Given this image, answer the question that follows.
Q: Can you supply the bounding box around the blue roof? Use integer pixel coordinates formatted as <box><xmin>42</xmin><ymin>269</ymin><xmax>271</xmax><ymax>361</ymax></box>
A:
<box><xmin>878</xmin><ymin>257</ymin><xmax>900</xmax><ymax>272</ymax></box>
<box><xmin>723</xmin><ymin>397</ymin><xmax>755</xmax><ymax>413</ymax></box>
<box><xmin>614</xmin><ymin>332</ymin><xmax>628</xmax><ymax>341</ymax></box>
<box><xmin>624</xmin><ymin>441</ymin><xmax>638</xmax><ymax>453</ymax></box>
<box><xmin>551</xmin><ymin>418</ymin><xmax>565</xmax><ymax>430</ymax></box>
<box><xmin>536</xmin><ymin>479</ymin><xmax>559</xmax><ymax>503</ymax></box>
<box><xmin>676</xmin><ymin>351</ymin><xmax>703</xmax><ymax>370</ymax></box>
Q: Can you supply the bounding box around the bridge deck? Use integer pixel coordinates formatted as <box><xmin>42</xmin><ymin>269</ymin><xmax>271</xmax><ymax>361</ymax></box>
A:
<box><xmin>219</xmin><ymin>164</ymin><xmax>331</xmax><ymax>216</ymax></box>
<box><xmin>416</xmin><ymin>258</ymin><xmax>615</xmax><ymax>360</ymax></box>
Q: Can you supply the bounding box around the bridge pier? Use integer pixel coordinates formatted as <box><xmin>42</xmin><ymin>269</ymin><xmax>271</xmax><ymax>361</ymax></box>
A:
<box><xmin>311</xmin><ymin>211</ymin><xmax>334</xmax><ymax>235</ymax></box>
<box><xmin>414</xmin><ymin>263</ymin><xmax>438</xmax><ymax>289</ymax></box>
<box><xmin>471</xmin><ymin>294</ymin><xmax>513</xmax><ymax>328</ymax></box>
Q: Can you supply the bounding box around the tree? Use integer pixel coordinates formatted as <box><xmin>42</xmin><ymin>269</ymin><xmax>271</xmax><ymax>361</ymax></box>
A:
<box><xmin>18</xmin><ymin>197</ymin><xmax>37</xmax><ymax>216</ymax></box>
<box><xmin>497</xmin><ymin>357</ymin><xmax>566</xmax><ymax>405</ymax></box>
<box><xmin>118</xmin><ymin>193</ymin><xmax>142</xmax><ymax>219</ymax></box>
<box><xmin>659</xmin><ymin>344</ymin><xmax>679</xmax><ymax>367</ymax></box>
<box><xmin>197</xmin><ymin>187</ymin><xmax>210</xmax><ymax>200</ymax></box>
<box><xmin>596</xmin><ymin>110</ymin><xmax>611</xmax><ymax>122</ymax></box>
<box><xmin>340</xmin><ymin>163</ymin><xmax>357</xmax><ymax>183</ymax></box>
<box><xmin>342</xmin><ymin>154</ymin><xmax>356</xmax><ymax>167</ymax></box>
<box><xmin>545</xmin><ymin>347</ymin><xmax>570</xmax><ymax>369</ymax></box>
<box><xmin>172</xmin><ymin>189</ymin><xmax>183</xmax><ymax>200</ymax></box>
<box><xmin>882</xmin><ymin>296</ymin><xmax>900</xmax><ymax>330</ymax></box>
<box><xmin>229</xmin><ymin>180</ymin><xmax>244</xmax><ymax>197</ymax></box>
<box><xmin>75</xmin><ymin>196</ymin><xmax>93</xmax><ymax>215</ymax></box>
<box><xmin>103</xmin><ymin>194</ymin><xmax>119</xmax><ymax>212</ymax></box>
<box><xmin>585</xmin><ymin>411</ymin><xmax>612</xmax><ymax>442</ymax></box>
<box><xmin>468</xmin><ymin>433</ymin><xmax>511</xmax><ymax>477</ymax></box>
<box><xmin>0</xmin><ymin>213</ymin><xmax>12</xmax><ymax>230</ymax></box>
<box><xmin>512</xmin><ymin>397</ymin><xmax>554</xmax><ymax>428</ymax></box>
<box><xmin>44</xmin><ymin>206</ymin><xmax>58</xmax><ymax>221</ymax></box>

::::::

Among the lines of the material above, find those with the word "supply". Copy each one.

* [RESPONSE]
Q: Can you supply the bounding box around the blue roof? Use integer pixel coordinates formatted as <box><xmin>42</xmin><ymin>269</ymin><xmax>271</xmax><ymax>361</ymax></box>
Q: Can you supply the bounding box around the bridge deck? Use integer pixel coordinates formatted as <box><xmin>42</xmin><ymin>269</ymin><xmax>271</xmax><ymax>361</ymax></box>
Q: Can you supply the bounding box around the bridge pier? Use integer pixel coordinates formatted as <box><xmin>42</xmin><ymin>269</ymin><xmax>271</xmax><ymax>361</ymax></box>
Q: Can you supply the bounding box around the tree? Use integer pixel coordinates formatted as <box><xmin>42</xmin><ymin>269</ymin><xmax>271</xmax><ymax>361</ymax></box>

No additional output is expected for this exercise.